**Problem description:**
Scale the rows starting at the one that contains "Would you mind finding the person" and ending at the one that contains "[114,828,150,961]", with both ends included. Write out only those rows again in full, multiplying every bounding box coordinate by 1.55 and rounding to whole numbers with halves rounded up, and leave the picture out of the answer.

**Dataset extract:**
+ + + +

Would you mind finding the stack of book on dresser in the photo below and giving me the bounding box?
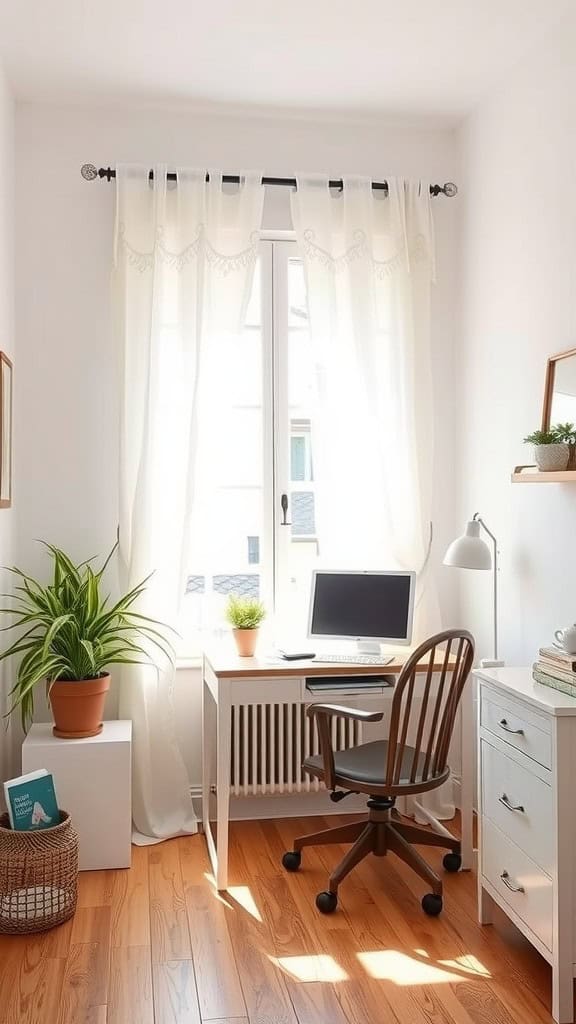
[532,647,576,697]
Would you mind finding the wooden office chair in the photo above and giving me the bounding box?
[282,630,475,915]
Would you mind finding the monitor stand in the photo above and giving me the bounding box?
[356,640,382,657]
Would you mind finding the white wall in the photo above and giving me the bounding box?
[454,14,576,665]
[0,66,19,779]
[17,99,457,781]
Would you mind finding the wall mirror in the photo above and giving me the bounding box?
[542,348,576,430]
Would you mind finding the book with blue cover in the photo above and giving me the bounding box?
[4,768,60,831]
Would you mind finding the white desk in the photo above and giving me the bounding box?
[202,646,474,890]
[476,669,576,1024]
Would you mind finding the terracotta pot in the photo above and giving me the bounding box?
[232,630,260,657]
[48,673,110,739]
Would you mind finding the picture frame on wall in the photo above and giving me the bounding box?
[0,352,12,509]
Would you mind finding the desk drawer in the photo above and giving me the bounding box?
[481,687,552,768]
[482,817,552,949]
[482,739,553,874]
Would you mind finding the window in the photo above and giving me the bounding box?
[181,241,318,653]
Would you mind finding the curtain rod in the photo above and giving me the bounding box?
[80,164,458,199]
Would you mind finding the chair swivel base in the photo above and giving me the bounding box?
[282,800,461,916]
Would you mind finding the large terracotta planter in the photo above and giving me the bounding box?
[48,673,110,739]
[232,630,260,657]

+ + + +

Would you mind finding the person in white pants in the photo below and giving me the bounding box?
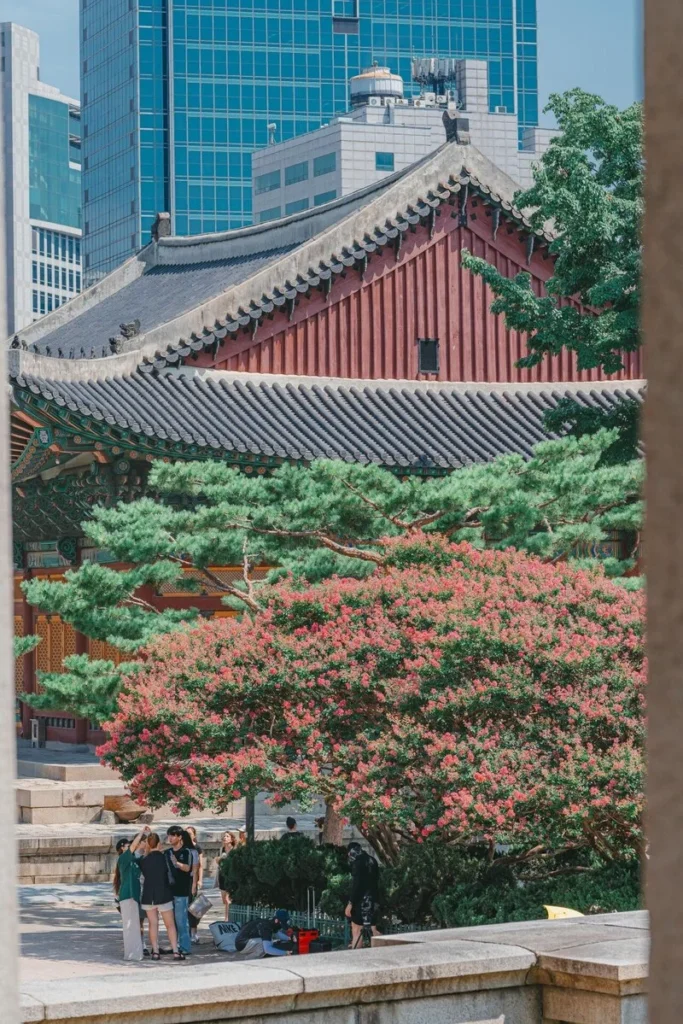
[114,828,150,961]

+ + + +

**Problem solution:**
Would you mind finding the person in white pants in the photo below and giving me the bounding box?
[177,1283,233,1490]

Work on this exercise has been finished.